▶ **ASSIGNMENT 1**:
Answer these questions from the tank-build post:
(a) What tank size was the first bio reactor made for?
(b) How much goof off went onto the old washcloth?
(c) How long did the author hold the pieces while waiting for the super glue to bond?
▶ **ASSIGNMENT 2**: List every supply the tank-build post says the author used for cleaning, sanding or gluing.
▶ **ASSIGNMENT 3**: Write a continuation of the tank-build post, picking up after its final sentence.
***** TEXT
Also here is day five of my first bio reactor. Its the one I made for the 10 gallon.
http://www.youtube.com/watch?v=Ro9Nz0iOMGg&

Im going to start typing out a guide on how to make one of these, how they work, etc. Expect that to be done, pictures and all, in a week.

So anyway....back to the sorority project....these are the two products I used to clean up the tank some. The first is goof off, which is some strong stuff...I would greatly advise you do this outside, or in a room with the windows open. I just put a little bit on an old washcloth and cleaned up some of the excess silicone that got everywhere. Then I followed it with the rubbing alcohol, which I wiped every surface with.









Old washcloth used for the cleaning









Here is a picture of the before 









Here is some pics of the after. Not perfect but better.


















Here is what the one inch pieces look like. They basically support the plate that holds the "lid" to the bio chamber, and as the base that holds the active carbon in the other chamber.









I used some real fine emory cloth to sand the side that I was super gluing to help it adhere to the plexi.









Here is the super glue...I would NOT recommend anybody use this for this kind of project. It does not dry nearly fast enough (unless you get it on your fingers....lol). I would suggest something that's quicker to dry since it doesn't seem to insta-dry on the plexi. I didn't enjoy holding the pieces for 10 minutes to wait for it to bond.
**********
***** EXCERPTED DATA
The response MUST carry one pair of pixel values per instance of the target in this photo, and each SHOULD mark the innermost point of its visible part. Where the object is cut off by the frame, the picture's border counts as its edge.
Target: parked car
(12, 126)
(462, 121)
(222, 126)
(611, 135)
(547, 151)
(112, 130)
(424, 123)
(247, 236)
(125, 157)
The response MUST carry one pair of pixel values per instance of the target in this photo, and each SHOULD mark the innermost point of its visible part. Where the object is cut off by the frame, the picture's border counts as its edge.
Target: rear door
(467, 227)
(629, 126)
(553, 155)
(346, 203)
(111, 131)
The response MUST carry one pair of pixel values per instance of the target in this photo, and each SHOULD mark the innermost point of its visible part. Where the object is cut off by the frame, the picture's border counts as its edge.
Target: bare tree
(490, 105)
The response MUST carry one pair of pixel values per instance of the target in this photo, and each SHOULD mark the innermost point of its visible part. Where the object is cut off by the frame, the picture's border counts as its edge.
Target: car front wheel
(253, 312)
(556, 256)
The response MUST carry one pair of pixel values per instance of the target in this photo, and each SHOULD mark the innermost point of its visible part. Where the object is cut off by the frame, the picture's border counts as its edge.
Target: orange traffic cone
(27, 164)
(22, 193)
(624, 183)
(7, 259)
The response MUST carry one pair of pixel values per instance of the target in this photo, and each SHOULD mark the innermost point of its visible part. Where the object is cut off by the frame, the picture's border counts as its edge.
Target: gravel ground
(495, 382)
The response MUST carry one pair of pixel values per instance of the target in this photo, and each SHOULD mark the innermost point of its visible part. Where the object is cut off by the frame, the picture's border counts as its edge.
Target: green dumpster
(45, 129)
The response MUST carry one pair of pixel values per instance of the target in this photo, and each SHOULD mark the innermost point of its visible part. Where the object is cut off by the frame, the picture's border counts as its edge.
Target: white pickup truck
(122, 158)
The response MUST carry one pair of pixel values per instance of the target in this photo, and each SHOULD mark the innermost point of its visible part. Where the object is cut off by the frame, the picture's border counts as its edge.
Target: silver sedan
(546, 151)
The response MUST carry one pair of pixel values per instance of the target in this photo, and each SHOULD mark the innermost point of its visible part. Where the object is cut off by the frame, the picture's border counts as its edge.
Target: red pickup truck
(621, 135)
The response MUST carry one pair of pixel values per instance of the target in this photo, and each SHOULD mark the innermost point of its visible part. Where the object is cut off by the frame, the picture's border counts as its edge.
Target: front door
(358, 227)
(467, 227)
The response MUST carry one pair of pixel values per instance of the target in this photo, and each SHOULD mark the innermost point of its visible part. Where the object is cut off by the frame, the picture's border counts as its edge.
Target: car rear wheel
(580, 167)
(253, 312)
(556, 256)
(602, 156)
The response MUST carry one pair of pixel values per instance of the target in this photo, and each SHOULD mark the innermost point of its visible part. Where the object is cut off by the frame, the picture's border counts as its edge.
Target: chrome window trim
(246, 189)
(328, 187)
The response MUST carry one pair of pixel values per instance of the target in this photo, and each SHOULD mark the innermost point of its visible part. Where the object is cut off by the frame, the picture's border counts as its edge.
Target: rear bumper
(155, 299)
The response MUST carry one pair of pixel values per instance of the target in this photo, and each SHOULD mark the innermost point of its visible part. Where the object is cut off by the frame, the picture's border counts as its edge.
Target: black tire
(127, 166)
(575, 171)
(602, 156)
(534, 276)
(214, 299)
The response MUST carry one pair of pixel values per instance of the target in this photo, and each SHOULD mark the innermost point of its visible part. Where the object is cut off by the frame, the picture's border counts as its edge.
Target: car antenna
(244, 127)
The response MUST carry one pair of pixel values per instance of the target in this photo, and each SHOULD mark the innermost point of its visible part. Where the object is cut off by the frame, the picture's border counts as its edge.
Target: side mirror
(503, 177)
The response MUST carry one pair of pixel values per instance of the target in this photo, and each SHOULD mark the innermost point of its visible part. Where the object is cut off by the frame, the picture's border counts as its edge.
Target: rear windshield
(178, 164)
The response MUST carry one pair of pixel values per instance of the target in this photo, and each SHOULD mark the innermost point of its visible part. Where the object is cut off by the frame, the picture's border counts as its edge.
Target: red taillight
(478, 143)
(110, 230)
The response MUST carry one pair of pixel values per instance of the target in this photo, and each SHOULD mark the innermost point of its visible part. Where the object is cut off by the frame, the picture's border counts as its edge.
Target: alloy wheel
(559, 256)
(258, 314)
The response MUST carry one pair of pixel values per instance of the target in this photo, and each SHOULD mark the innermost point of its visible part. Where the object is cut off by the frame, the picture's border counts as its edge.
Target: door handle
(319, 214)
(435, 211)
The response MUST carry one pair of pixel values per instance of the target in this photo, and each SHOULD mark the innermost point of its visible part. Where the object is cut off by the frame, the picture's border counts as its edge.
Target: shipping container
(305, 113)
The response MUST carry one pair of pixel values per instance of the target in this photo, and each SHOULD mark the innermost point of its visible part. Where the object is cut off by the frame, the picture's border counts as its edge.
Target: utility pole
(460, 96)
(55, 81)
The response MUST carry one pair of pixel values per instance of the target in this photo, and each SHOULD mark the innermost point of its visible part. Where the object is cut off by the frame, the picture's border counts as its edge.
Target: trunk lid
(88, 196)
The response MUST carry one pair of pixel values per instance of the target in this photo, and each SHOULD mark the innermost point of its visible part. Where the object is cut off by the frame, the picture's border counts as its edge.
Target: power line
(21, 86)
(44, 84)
**********
***** EXCERPTED DATA
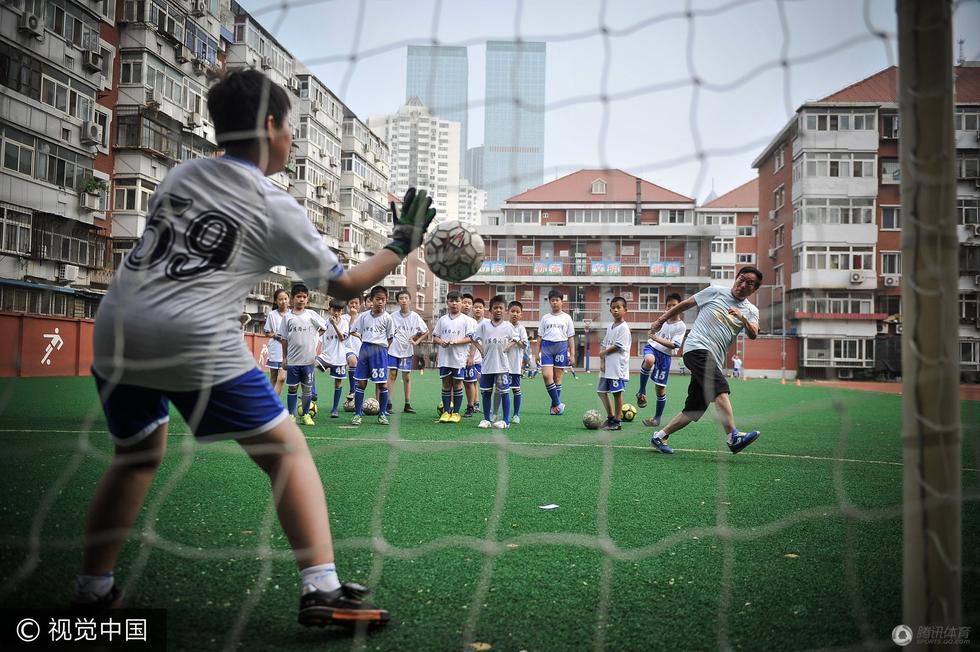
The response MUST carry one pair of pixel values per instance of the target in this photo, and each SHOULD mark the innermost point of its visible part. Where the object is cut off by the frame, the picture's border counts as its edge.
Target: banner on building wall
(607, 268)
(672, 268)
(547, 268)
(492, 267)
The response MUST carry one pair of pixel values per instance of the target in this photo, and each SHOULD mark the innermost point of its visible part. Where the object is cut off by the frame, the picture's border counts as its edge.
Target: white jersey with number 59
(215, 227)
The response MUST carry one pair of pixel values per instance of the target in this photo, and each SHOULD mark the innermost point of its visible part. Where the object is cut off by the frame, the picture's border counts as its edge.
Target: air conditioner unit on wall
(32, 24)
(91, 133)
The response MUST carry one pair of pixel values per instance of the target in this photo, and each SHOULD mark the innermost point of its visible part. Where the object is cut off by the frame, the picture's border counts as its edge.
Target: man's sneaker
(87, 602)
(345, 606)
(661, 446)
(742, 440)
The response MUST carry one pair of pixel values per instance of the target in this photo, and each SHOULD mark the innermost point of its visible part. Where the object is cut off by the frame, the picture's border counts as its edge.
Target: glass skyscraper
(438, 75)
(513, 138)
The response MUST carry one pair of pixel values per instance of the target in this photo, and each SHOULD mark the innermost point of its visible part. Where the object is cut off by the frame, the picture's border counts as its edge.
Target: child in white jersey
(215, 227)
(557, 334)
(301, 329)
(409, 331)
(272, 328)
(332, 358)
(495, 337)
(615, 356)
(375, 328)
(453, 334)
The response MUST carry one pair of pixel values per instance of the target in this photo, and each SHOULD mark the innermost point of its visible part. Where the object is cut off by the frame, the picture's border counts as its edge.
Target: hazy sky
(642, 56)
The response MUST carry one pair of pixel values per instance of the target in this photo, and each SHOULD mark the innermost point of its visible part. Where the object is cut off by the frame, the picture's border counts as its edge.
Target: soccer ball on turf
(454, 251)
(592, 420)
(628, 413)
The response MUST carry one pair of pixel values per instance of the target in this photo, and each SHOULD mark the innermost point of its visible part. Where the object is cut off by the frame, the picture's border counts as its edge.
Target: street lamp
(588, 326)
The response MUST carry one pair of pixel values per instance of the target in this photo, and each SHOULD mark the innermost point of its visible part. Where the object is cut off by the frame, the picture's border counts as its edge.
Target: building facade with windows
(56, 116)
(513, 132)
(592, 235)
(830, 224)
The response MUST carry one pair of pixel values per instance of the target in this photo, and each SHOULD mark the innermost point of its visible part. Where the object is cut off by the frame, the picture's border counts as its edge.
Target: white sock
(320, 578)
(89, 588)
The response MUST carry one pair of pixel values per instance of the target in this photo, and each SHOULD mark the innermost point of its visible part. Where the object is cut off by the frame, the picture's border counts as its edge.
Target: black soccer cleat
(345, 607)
**********
***** EXCERPTED DATA
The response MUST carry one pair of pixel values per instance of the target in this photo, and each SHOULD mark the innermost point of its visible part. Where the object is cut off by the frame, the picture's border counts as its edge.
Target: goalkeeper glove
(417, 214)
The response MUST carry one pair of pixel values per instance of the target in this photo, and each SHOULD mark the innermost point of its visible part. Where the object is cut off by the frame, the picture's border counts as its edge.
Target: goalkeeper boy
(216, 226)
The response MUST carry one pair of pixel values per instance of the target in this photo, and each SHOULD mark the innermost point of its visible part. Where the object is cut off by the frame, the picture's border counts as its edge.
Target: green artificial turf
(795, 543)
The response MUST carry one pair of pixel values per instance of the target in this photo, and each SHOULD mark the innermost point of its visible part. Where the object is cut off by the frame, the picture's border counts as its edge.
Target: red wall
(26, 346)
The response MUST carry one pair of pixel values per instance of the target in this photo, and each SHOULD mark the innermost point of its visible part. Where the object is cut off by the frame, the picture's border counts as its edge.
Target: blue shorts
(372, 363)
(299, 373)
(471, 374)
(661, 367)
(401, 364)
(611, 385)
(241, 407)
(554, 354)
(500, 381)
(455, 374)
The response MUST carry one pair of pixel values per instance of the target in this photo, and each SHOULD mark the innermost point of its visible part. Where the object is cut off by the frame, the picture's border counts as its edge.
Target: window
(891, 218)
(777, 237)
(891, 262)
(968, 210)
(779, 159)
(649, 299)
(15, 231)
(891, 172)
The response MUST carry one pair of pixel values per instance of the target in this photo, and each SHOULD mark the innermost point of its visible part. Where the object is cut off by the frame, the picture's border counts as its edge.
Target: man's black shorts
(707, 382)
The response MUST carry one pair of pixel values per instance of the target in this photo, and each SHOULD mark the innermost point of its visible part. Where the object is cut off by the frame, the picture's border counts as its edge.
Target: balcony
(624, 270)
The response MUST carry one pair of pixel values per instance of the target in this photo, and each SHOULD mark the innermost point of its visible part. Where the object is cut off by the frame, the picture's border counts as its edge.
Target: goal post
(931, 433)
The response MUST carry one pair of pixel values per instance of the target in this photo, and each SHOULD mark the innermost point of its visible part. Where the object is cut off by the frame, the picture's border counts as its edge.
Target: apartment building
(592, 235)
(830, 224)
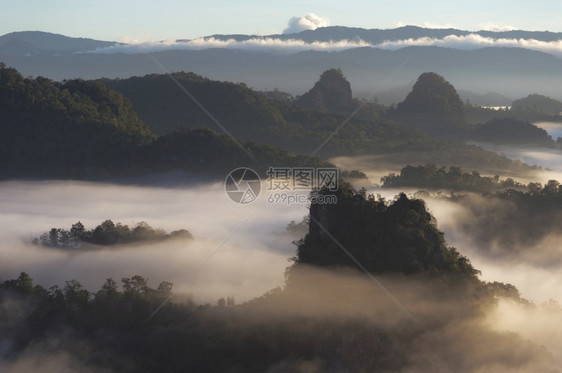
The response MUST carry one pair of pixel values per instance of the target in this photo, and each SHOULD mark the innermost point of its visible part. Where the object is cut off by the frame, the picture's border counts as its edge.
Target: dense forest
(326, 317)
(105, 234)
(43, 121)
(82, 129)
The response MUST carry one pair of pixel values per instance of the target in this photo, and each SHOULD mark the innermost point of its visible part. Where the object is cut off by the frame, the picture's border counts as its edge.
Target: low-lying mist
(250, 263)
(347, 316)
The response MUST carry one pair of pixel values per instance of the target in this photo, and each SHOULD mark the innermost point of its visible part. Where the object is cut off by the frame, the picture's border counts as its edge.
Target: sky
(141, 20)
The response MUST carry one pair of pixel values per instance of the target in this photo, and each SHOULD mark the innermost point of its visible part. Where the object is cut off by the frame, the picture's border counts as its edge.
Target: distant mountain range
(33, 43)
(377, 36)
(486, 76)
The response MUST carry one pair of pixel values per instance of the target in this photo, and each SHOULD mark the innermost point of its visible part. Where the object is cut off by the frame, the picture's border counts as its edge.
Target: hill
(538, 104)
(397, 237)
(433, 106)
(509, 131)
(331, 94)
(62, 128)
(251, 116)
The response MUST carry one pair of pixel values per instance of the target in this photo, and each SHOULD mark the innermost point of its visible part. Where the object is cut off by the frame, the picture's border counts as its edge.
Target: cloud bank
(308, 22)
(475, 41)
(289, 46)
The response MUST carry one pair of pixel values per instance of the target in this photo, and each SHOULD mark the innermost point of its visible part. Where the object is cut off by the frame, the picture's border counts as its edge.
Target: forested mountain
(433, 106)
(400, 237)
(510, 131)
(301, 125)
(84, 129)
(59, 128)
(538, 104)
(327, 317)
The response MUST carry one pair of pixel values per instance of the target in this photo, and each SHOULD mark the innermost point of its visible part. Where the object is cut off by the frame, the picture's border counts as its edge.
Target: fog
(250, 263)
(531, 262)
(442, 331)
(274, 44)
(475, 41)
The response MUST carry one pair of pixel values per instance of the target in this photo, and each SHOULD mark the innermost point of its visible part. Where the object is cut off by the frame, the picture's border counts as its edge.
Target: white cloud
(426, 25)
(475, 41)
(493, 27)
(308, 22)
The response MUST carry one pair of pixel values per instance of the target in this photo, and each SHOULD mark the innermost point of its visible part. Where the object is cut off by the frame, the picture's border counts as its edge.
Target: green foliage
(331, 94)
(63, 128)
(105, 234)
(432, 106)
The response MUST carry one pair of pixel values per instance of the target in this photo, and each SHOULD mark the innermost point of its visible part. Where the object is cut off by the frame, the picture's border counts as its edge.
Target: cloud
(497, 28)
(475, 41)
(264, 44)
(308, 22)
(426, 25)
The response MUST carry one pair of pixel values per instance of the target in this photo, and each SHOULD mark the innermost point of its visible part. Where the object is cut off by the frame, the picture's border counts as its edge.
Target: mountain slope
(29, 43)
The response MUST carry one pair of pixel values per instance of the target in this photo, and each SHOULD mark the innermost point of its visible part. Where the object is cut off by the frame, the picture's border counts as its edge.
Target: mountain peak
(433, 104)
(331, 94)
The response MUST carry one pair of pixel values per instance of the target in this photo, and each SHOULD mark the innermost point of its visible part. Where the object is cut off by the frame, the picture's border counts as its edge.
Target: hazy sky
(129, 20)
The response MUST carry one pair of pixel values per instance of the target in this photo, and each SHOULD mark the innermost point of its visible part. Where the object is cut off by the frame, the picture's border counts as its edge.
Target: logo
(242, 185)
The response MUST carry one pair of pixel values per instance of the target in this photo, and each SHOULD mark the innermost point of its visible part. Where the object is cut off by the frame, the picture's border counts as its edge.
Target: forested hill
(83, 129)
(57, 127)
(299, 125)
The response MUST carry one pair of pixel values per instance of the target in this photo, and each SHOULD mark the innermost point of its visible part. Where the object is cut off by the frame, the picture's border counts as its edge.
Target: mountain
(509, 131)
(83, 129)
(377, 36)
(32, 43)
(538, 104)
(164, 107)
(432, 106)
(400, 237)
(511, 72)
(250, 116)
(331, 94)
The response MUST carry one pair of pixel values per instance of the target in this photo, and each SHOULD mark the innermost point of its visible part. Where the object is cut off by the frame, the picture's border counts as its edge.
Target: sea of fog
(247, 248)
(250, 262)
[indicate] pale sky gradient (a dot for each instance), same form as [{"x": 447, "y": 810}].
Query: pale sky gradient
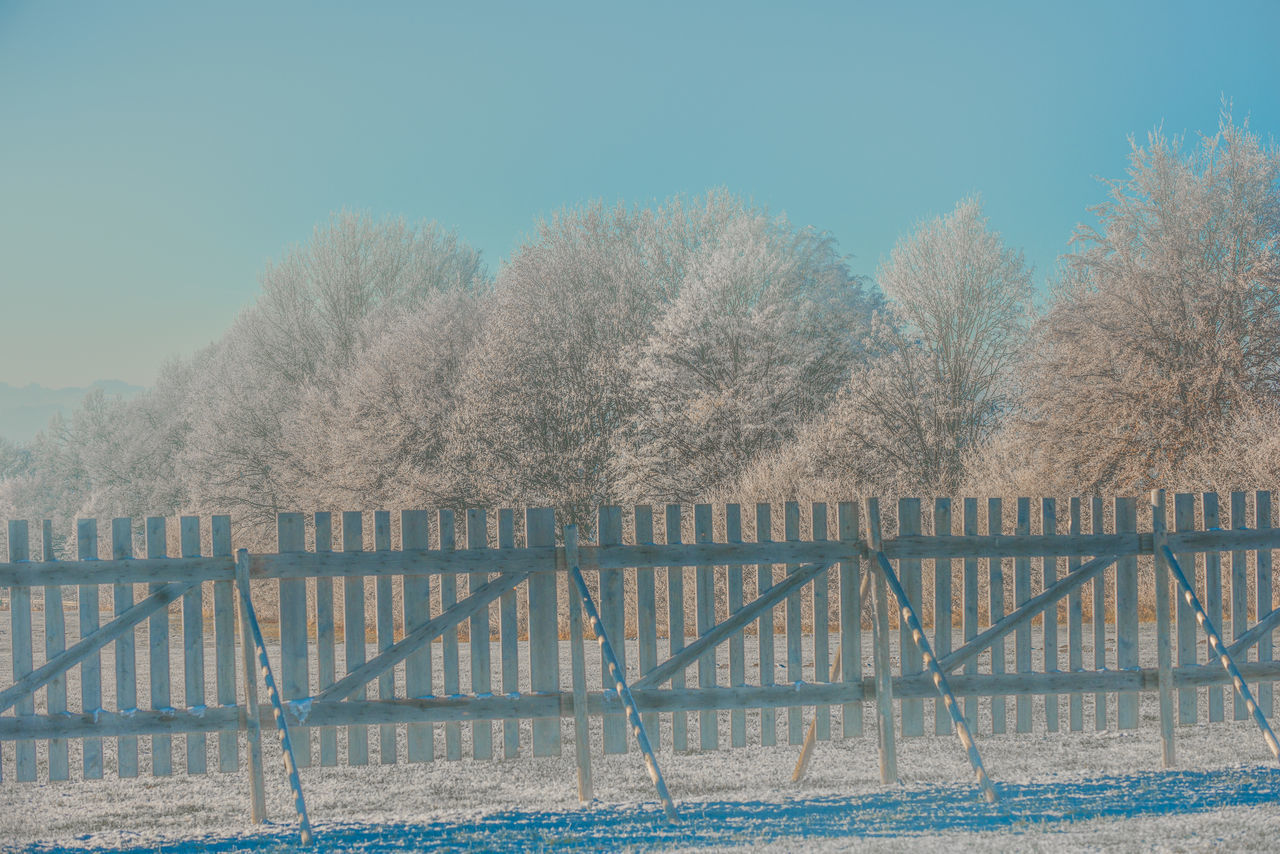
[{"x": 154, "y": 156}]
**********
▶ **RESULT 1**:
(a) The 10 gallon.
(b) A little bit.
(c) 10 minutes.

▶ **RESULT 2**:
- Goof off
- Old washcloth
- Rubbing alcohol
- Fine emory cloth
- Super glue

▶ **RESULT 3**:
Some after pics with the pieces in place




































This is the piece of plexi that I cut to brace the 40 gallon breeder tank. I was originally going to go with two pieces that were thinner but I figured one wider piece in the middle would be more effective.









So that's it for now. As I said I am going to silicone the rest of this tonight and post some more pictures. The project is going to slow down quite a bit until my room is finished, which I expect to take 3 weeks to a month. As always I will keep this thread updated as much as I can. I hope people are still interested in this project. I know the updates are random and sometimes not important....I just like to be informative. If you follow my youtube channel you will see all of my tank related updates in video  Hope everybody's enjoying this as much as I am lol


----------



## Reece (Aug 10, 2011)

ha I'm definetely still here lol. Love seeing the slow bits of process... Good luck!


----------



## Smokey65662 (Sep 11, 2011)

lol thankyou  I know people are watching...I just like to see peoples reactions and ideas on what im doing.


----------



## Smokey65662 (Sep 11, 2011)

So Here is the pictures from the silicone adventure tonight lol.


Here is the caulk gun I have been using










Prostate exam glove.....check xD










Silicone....check










Pictures after I got done putting silicone on the one inch strips.



















And here is the brace I made for the 40 gallon breeder. I siliconed it in there too.











Thats pretty much it for tonight


----------



## adamxaotmic (Aug 24, 2011)

Looks amazing so far! Keep up the great work..
Can't wait to see the finished product.


----------



## Smokey65662 (Sep 11, 2011)

adamxaotmic said:


> Looks amazing so far! Keep up the great work..
> Can't wait to see the finished product.


Will do


----------



## Betta311 (Sep 17, 2011)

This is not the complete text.